##### PASSAGE

The UDN, although small in numbers and led by a leftist Djerma intellectual, had powerful support amongst elements of the Hausa east of Niger, who viewed the UNIS (one of whose leaders was the Djermakoy of Dosso) as unrepresentative of their interests. In 1954-56 the UNIS itself split over involvement in the African Convention coalition, fracturing into the Nigerien Democratic Forces (FDN) and the Nigerien Action Bloc (BNA). The PPN was the winner in this confusion, forming the largest alliance of traditional rulers while retaining its pro-independence stance. The UDN, on the other hand, became the primary opposition, with some PPN members claiming Bakary was being aided by the French, simply to damage the PPN.

##########

§ THE TASK
Answer these questions from the passage on Nigerien political parties, one answer per line.
1. Which UNIS leader does the passage name?
2. Into which two groups did the UNIS split in 1954-56?
3. Which party became the primary opposition?

##### DATA PROVIDED

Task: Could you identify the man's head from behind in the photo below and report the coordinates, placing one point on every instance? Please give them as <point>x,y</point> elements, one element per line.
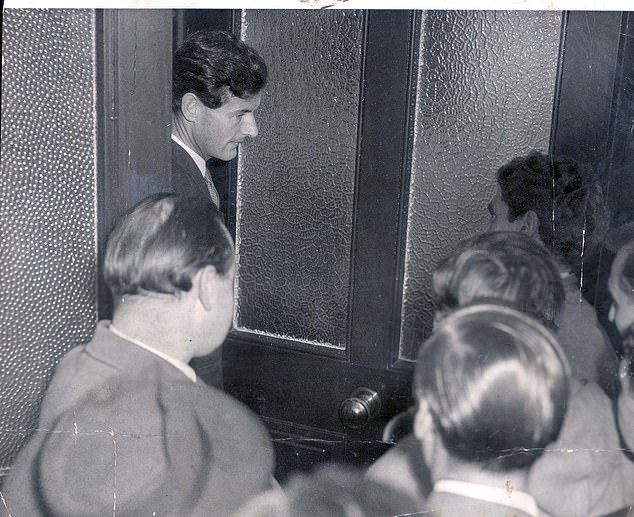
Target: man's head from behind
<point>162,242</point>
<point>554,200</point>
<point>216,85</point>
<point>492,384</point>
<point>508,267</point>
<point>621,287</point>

##########

§ REPLY
1. The Djermakoy of Dosso
2. The Nigerien Democratic Forces (FDN) and the Nigerien Action Bloc (BNA)
3. The UDN